# [REQUEST]
Write out, exactly as they appear, only the lines running from the line with "Task: put a point on every instance of the fluorescent" to the final line of the listing; include both.

---

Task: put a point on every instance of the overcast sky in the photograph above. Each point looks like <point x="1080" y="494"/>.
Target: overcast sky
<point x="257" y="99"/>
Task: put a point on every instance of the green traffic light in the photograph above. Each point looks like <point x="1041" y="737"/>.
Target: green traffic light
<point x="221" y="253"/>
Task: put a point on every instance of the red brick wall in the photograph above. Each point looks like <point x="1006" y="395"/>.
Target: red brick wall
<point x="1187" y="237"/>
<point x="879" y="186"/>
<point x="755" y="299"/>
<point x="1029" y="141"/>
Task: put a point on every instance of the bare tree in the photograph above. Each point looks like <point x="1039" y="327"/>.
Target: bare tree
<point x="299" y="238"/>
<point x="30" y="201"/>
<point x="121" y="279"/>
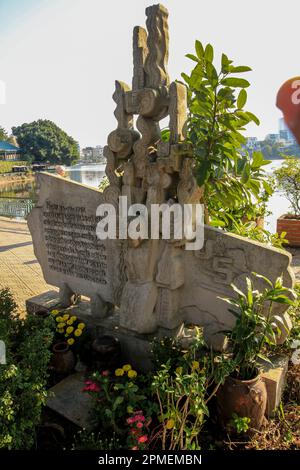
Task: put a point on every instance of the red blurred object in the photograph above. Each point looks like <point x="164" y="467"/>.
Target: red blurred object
<point x="288" y="101"/>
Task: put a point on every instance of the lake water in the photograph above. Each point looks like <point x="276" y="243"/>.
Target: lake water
<point x="92" y="174"/>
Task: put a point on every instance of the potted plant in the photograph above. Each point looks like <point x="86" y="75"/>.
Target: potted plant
<point x="68" y="333"/>
<point x="288" y="181"/>
<point x="243" y="392"/>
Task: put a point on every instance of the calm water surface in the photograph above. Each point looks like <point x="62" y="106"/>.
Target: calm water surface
<point x="91" y="175"/>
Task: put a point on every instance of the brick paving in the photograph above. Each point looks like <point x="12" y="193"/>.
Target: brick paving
<point x="19" y="269"/>
<point x="21" y="272"/>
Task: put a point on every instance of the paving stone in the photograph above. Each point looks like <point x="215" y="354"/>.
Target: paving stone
<point x="274" y="376"/>
<point x="67" y="399"/>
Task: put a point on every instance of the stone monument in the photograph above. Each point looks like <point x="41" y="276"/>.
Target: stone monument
<point x="140" y="288"/>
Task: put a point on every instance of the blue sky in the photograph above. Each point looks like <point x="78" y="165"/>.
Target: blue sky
<point x="59" y="58"/>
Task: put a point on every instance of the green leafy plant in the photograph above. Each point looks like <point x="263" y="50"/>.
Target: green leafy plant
<point x="103" y="184"/>
<point x="182" y="406"/>
<point x="288" y="181"/>
<point x="117" y="396"/>
<point x="69" y="328"/>
<point x="254" y="232"/>
<point x="85" y="440"/>
<point x="230" y="179"/>
<point x="184" y="382"/>
<point x="254" y="329"/>
<point x="23" y="378"/>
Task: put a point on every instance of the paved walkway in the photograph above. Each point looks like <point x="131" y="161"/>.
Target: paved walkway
<point x="20" y="271"/>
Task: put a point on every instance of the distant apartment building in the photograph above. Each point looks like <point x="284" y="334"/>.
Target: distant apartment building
<point x="285" y="133"/>
<point x="9" y="152"/>
<point x="93" y="154"/>
<point x="252" y="145"/>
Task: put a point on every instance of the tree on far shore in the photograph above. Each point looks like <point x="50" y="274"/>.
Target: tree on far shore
<point x="43" y="141"/>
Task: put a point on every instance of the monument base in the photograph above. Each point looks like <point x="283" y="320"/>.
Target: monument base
<point x="135" y="347"/>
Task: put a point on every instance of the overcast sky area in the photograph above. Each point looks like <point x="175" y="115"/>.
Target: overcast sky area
<point x="59" y="58"/>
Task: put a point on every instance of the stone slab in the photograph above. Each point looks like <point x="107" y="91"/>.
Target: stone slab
<point x="274" y="377"/>
<point x="135" y="347"/>
<point x="67" y="399"/>
<point x="63" y="229"/>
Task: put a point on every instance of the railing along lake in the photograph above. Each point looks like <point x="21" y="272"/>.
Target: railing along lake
<point x="15" y="206"/>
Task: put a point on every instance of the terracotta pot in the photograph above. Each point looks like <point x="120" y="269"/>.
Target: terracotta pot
<point x="286" y="223"/>
<point x="106" y="351"/>
<point x="246" y="398"/>
<point x="63" y="359"/>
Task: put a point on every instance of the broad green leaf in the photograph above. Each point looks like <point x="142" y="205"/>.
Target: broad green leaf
<point x="225" y="63"/>
<point x="192" y="57"/>
<point x="246" y="173"/>
<point x="235" y="82"/>
<point x="209" y="53"/>
<point x="240" y="69"/>
<point x="196" y="77"/>
<point x="203" y="172"/>
<point x="253" y="118"/>
<point x="199" y="49"/>
<point x="186" y="78"/>
<point x="242" y="98"/>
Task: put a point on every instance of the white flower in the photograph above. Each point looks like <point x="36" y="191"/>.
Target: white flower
<point x="296" y="357"/>
<point x="295" y="343"/>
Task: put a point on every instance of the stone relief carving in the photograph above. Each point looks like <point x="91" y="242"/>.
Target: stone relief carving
<point x="155" y="283"/>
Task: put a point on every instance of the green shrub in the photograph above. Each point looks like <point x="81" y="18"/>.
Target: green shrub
<point x="6" y="167"/>
<point x="23" y="378"/>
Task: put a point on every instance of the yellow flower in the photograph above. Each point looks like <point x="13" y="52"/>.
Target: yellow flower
<point x="132" y="374"/>
<point x="170" y="423"/>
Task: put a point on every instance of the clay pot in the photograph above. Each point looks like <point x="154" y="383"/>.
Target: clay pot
<point x="246" y="398"/>
<point x="63" y="359"/>
<point x="291" y="225"/>
<point x="106" y="351"/>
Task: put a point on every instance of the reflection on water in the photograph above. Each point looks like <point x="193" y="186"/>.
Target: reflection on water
<point x="91" y="175"/>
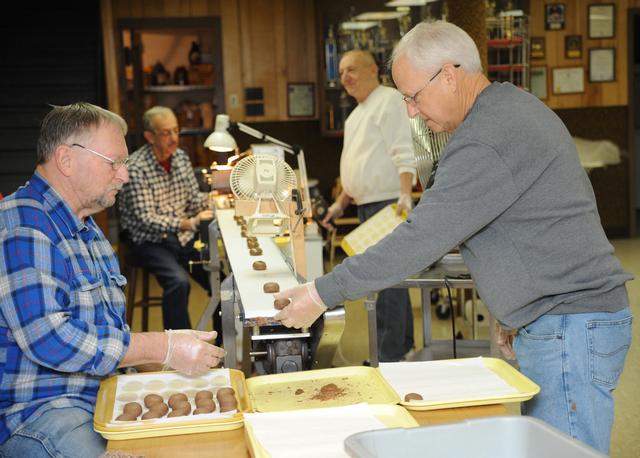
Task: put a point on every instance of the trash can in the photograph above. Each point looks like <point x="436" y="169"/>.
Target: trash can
<point x="495" y="437"/>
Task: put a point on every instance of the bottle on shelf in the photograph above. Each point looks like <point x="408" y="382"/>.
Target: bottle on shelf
<point x="195" y="56"/>
<point x="331" y="58"/>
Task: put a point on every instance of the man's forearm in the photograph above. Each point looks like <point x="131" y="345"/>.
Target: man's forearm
<point x="406" y="182"/>
<point x="144" y="348"/>
<point x="343" y="199"/>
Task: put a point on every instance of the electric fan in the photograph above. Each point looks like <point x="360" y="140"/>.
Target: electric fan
<point x="265" y="179"/>
<point x="427" y="146"/>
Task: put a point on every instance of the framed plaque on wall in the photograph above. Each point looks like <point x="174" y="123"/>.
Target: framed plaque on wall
<point x="602" y="65"/>
<point x="568" y="80"/>
<point x="602" y="20"/>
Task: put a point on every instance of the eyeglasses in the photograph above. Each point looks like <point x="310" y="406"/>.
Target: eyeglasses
<point x="413" y="99"/>
<point x="115" y="163"/>
<point x="167" y="132"/>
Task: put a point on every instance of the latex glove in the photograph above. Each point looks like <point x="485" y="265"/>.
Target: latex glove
<point x="204" y="215"/>
<point x="405" y="202"/>
<point x="304" y="308"/>
<point x="334" y="211"/>
<point x="188" y="351"/>
<point x="504" y="341"/>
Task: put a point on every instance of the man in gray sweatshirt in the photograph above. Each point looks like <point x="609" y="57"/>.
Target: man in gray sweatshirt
<point x="511" y="193"/>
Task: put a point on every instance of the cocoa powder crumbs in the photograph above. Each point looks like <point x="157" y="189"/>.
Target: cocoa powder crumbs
<point x="328" y="392"/>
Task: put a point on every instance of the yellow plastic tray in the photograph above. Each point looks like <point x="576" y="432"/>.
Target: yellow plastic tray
<point x="526" y="390"/>
<point x="393" y="416"/>
<point x="147" y="428"/>
<point x="372" y="230"/>
<point x="271" y="393"/>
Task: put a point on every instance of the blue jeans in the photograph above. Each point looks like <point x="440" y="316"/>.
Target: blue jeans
<point x="60" y="433"/>
<point x="169" y="262"/>
<point x="577" y="360"/>
<point x="394" y="317"/>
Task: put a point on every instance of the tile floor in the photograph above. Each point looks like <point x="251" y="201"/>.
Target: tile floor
<point x="353" y="348"/>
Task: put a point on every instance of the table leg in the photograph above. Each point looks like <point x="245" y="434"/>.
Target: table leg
<point x="227" y="303"/>
<point x="370" y="307"/>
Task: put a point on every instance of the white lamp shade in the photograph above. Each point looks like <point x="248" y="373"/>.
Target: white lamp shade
<point x="220" y="140"/>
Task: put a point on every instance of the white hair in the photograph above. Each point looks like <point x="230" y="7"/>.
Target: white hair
<point x="430" y="45"/>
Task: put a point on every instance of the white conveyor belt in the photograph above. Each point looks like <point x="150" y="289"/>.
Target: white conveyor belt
<point x="255" y="302"/>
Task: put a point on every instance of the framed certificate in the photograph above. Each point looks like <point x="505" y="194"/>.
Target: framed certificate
<point x="573" y="46"/>
<point x="539" y="82"/>
<point x="568" y="80"/>
<point x="602" y="20"/>
<point x="301" y="99"/>
<point x="602" y="65"/>
<point x="554" y="16"/>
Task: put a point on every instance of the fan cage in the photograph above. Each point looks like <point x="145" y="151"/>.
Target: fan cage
<point x="243" y="180"/>
<point x="428" y="146"/>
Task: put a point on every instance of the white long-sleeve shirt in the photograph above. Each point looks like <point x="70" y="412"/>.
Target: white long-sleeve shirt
<point x="377" y="148"/>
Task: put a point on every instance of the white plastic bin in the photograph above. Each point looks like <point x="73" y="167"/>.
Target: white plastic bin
<point x="495" y="437"/>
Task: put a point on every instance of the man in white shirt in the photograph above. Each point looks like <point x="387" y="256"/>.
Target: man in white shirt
<point x="377" y="168"/>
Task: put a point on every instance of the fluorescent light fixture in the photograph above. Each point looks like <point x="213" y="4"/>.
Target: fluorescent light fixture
<point x="408" y="2"/>
<point x="221" y="140"/>
<point x="360" y="25"/>
<point x="380" y="15"/>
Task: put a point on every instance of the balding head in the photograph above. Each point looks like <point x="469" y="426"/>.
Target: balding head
<point x="358" y="74"/>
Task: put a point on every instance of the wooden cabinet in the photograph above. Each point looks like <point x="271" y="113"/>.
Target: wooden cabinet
<point x="159" y="67"/>
<point x="508" y="49"/>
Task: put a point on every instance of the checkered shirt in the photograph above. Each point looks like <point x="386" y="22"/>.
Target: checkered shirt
<point x="62" y="307"/>
<point x="153" y="202"/>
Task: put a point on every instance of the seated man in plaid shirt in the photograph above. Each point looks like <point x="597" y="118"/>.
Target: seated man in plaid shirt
<point x="62" y="305"/>
<point x="161" y="208"/>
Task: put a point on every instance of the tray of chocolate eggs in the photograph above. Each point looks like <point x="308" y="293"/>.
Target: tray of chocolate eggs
<point x="164" y="403"/>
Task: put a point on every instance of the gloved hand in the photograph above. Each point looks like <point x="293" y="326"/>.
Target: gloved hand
<point x="405" y="202"/>
<point x="204" y="215"/>
<point x="189" y="353"/>
<point x="504" y="341"/>
<point x="334" y="211"/>
<point x="304" y="308"/>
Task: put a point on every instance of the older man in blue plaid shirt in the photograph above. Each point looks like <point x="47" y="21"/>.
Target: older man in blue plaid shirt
<point x="62" y="307"/>
<point x="161" y="208"/>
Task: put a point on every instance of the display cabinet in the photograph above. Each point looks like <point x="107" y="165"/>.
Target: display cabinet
<point x="508" y="48"/>
<point x="175" y="62"/>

---

# [SOLUTION]
Task: put a point on every instance of the fluorescent light fixture in the photograph above. Each point looks like <point x="213" y="4"/>.
Target: fluorescent light fixture
<point x="408" y="2"/>
<point x="221" y="140"/>
<point x="360" y="25"/>
<point x="380" y="15"/>
Task: put a point on every instance of the balding head in the photograph above. Each point looks like <point x="469" y="426"/>.
Target: balding head
<point x="358" y="74"/>
Task: put a point on every instance of the wooden cabinet in the photograph above. Each point looks like <point x="271" y="113"/>.
Target: wooden cabinet
<point x="159" y="67"/>
<point x="508" y="49"/>
Task: put a point on every instance of the checkered shirt in the photograph above. Each point looks like <point x="386" y="22"/>.
Target: checkered shirt
<point x="62" y="307"/>
<point x="153" y="202"/>
Task: put a point on every instance of the seated man in plaid shirt in the photograph above. Each point looks like <point x="597" y="118"/>.
Target: seated man in plaid shirt
<point x="62" y="305"/>
<point x="161" y="208"/>
Task: put a point on every instance of the tray of chocolate eggs in the photograph above. Each point looks like <point x="308" y="293"/>.
Target: tray of chocolate eggs
<point x="164" y="403"/>
Task: put a point on every instance of the gloved hand in the photograph above. Each point looks like <point x="293" y="326"/>.
Target: gloved hand
<point x="405" y="202"/>
<point x="204" y="215"/>
<point x="189" y="353"/>
<point x="504" y="341"/>
<point x="334" y="211"/>
<point x="304" y="308"/>
Task: put a point on every instance of the older man in blue plaid shirt in the photograph above. Each point looks like <point x="47" y="21"/>.
Target: older man in blue plaid shirt
<point x="62" y="307"/>
<point x="161" y="208"/>
Task: put a point on every instance of the display cabinet in the photograph above. Each point looks like <point x="107" y="165"/>.
Target: display cabinet
<point x="508" y="48"/>
<point x="175" y="62"/>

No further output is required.